--- GIVEN RECORDS ---

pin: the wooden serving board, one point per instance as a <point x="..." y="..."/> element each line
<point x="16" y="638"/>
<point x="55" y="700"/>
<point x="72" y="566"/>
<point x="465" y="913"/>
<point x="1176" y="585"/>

---

ACTION ITEM – Each entry above is to be copied out exactly as written.

ANSWER FOR THIS EXERCISE –
pin: the wooden serving board, one point per instance as a <point x="..." y="..."/> element each line
<point x="16" y="638"/>
<point x="55" y="700"/>
<point x="72" y="566"/>
<point x="465" y="913"/>
<point x="1176" y="585"/>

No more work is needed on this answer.